Task prompt
Restate each entry word for word, leaving nothing out.

Recorded information
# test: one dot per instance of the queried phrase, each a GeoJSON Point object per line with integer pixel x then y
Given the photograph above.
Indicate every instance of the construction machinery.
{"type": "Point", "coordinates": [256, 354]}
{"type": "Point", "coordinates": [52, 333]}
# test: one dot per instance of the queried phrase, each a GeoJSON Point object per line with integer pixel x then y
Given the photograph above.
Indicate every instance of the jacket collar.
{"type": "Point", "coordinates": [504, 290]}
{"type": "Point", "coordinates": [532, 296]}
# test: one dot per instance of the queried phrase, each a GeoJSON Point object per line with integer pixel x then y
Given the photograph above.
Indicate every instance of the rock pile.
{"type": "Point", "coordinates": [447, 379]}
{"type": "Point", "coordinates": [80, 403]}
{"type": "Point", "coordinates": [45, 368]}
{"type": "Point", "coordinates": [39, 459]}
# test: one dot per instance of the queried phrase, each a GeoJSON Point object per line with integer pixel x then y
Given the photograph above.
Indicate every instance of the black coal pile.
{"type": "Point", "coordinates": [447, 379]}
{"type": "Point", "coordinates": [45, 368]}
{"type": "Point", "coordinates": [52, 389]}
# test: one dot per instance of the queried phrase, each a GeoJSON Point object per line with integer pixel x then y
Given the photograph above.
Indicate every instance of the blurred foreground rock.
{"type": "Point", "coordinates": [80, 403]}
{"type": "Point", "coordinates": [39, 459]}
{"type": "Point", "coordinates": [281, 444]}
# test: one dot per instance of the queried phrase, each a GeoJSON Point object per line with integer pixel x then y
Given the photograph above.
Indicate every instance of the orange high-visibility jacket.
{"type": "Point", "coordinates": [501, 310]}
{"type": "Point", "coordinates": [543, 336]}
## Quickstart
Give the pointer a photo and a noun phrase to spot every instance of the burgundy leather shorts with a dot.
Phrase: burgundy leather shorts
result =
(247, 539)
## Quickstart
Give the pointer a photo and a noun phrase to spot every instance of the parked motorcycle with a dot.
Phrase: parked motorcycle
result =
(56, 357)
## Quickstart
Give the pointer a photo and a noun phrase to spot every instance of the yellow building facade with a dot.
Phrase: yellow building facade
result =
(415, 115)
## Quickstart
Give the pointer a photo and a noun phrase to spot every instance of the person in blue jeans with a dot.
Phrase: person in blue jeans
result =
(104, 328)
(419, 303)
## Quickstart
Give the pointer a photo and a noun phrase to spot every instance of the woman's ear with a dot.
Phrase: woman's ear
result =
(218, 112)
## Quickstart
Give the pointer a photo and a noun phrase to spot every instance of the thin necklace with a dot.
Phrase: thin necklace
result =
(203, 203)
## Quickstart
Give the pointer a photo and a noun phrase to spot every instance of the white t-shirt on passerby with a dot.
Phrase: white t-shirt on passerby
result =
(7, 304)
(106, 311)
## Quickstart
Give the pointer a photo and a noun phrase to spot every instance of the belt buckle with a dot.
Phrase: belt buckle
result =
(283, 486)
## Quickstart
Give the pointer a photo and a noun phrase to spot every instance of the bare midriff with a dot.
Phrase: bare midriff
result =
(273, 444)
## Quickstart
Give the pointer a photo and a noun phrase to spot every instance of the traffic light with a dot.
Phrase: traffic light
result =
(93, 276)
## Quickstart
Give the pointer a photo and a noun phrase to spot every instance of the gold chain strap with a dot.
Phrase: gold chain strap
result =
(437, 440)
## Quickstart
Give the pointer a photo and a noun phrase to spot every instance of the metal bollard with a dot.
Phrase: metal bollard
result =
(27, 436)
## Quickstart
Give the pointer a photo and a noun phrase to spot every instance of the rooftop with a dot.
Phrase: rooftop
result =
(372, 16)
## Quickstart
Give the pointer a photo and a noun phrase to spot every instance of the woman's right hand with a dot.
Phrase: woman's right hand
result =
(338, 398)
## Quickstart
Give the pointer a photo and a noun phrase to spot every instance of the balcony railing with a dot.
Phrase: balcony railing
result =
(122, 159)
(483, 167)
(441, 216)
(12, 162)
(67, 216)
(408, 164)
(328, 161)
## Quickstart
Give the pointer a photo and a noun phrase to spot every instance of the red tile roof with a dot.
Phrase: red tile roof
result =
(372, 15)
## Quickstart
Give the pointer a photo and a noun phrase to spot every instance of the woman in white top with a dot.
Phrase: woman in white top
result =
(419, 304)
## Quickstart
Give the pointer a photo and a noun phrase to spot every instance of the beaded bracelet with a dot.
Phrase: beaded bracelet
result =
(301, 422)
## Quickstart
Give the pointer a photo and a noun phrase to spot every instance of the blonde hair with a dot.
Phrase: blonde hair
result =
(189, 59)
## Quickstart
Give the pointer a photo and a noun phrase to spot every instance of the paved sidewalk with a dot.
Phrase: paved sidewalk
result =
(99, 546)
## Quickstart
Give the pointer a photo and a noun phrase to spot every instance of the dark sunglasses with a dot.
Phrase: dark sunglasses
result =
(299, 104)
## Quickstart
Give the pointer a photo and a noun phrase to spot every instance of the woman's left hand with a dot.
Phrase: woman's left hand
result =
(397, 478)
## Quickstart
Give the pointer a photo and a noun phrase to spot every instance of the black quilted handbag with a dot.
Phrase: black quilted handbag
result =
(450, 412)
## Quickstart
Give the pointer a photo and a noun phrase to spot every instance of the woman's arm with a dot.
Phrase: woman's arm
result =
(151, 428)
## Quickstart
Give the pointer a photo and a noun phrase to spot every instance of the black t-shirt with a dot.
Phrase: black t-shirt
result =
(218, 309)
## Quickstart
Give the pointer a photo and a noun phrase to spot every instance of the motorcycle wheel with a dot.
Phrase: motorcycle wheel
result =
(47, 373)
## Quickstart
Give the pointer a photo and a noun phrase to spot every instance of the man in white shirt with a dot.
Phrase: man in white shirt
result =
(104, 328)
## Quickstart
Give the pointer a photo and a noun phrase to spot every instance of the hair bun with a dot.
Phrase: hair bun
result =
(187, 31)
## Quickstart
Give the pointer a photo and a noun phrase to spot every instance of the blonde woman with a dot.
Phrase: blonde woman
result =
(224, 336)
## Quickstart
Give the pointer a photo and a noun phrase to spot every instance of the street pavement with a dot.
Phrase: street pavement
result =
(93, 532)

Written solution
# test: one dot per instance of the queried phrase, each a GeoJSON Point object per line with integer pixel x then y
Given the photograph above.
Indicate every instance of the construction machinery.
{"type": "Point", "coordinates": [256, 354]}
{"type": "Point", "coordinates": [52, 333]}
# test: one dot per instance of the queried phrase, each a GeoJSON Point object per line with integer pixel x then y
Given the photograph above.
Indicate every instance of the jacket collar.
{"type": "Point", "coordinates": [504, 290]}
{"type": "Point", "coordinates": [532, 296]}
# test: one dot per instance of the queried phrase, each a GeoJSON Point object per line with integer pixel x then y
Given the photograph above.
Indicate every instance of the rock pile.
{"type": "Point", "coordinates": [447, 379]}
{"type": "Point", "coordinates": [80, 403]}
{"type": "Point", "coordinates": [45, 368]}
{"type": "Point", "coordinates": [39, 459]}
# test: one dot per instance of the queried phrase, each a GeoJSON Point object per line with integer pixel x then y
Given the photograph above.
Indicate every instance of the black coal pile.
{"type": "Point", "coordinates": [447, 379]}
{"type": "Point", "coordinates": [45, 368]}
{"type": "Point", "coordinates": [52, 389]}
# test: one dot per instance of the queried phrase, each a GeoJSON Point object per line with integer pixel x then y
Given the photograph above.
Indicate every instance of the blurred foreground rock.
{"type": "Point", "coordinates": [80, 403]}
{"type": "Point", "coordinates": [39, 459]}
{"type": "Point", "coordinates": [281, 444]}
# test: one dot per instance of the queried phrase, each a GeoJSON Point object per line with integer pixel x then y
Given the photograph above.
Indicate every instance of the orange high-visibility jacket.
{"type": "Point", "coordinates": [501, 310]}
{"type": "Point", "coordinates": [543, 336]}
## Quickstart
Give the pointer a photo and a noun phrase to spot every instance of the burgundy leather shorts with a dot.
Phrase: burgundy leather shorts
result =
(247, 539)
## Quickstart
Give the pointer a photo and a noun phrase to spot every instance of the parked motorcycle with a dot.
Phrase: parked motorcycle
result =
(56, 357)
## Quickstart
Give the pointer a photo and a noun phrase to spot every instance of the yellow building facade with a dot.
Phrase: yellow building facade
result =
(415, 115)
## Quickstart
Give the pointer a photo and a noun phrase to spot every instance of the person in blue jeans with a dot.
Phrase: person in blue jeans
result =
(104, 328)
(419, 303)
## Quickstart
Give the pointer a photo and a noun phrase to spot every instance of the woman's ear with a dot.
Phrase: woman's ear
result =
(218, 112)
## Quickstart
Give the pointer a photo and a noun phrase to spot every instance of the thin necklace with a dot.
Phrase: thin necklace
result =
(203, 203)
## Quickstart
Give the pointer a photo and a noun phrase to spot every instance of the white t-shirt on passerby with a dot.
Phrase: white t-shirt on passerby
result =
(7, 304)
(106, 311)
## Quickstart
Give the pointer a photo and a noun phrase to spot every instance of the belt buckle with a dot.
Phrase: belt buckle
result =
(283, 486)
## Quickstart
Give the pointer a photo and a noun phrase to spot every instance of the bare midriff with a dot.
Phrase: bare midriff
result =
(273, 444)
## Quickstart
Give the pointer a photo and a noun phrase to spot every instance of the traffic light with a dot.
Phrase: traffic light
result =
(93, 276)
## Quickstart
Give the pointer a photo and a noun phrase to spot every instance of the gold chain strap with a dot.
Phrase: gold chain strap
result =
(437, 440)
## Quickstart
Give the pointer a photo and a noun phrase to spot every instance of the metal bollard with a dot.
Phrase: metal bollard
result =
(27, 436)
## Quickstart
Give the pointer a photo and a noun phrase to spot every instance of the rooftop with a dot.
Phrase: rooftop
result =
(372, 16)
## Quickstart
Give the pointer a photo and a noun phrase to spot every instance of the woman's right hand with a dot.
Phrase: woman's right hand
result =
(338, 398)
## Quickstart
Give the pointer a photo and a noun phrase to spot every instance of the balcony railing with a dot.
Phrase: balcony railing
result =
(122, 159)
(483, 167)
(441, 216)
(12, 162)
(67, 216)
(408, 164)
(328, 161)
## Quickstart
Give the pointer a photo and a noun phrase to spot every instance of the red tile roof with a dot.
Phrase: red tile roof
result =
(372, 15)
## Quickstart
Give the pointer a photo and a noun phrase to spot every instance of the woman in white top with a dot.
Phrase: woman in white top
result =
(419, 304)
## Quickstart
Give the pointer a photo and a noun phrase to spot every instance of the beaded bracelet with a dot.
Phrase: beaded bracelet
result =
(301, 422)
## Quickstart
Give the pointer a photo and a noun phrase to spot every instance of the blonde hair with a dot.
Phrase: blonde hair
result =
(189, 59)
## Quickstart
Give the pointer a photo and a noun phrase to spot every instance of the paved sidewalk with a dot.
Phrase: paved sidewalk
result =
(99, 546)
## Quickstart
Give the pointer a photo and a noun phrase to spot every instance of the dark sunglasses with a dot.
Phrase: dark sunglasses
result =
(299, 104)
## Quickstart
Give the pointer a photo and a noun phrase to spot every instance of the woman's left hand with a dot.
Phrase: woman's left hand
result =
(397, 478)
## Quickstart
Give the pointer a photo and a noun phrase to spot every instance of the black quilted handbag with a dot.
Phrase: black quilted handbag
result =
(450, 412)
## Quickstart
Give the pointer a photo and a noun phrase to spot every instance of the woman's arm with a dot.
Phrase: woman's arm
result =
(151, 428)
## Quickstart
Give the pointer a photo and a noun phrase to spot every instance of the black t-shirt with a dot.
Phrase: black t-shirt
result =
(218, 309)
## Quickstart
Give the pointer a photo and a noun phrase to spot every instance of the motorcycle wheel with a dot.
Phrase: motorcycle wheel
result =
(47, 373)
## Quickstart
Give the pointer a photo and a noun phrase to spot every instance of the man in white shirt with a dot.
Phrase: man in white shirt
result =
(104, 328)
## Quickstart
Give the pointer a photo and a noun phrase to spot every instance of the hair bun with a dot.
Phrase: hair bun
result =
(187, 31)
## Quickstart
Give the pointer a photo and a noun phrase to spot every instance of the blonde woman with a dot.
Phrase: blonde woman
result =
(224, 336)
## Quickstart
Give the pointer a photo and a noun phrase to spot every instance of the street pavement with a dot.
Phrase: street pavement
result =
(93, 532)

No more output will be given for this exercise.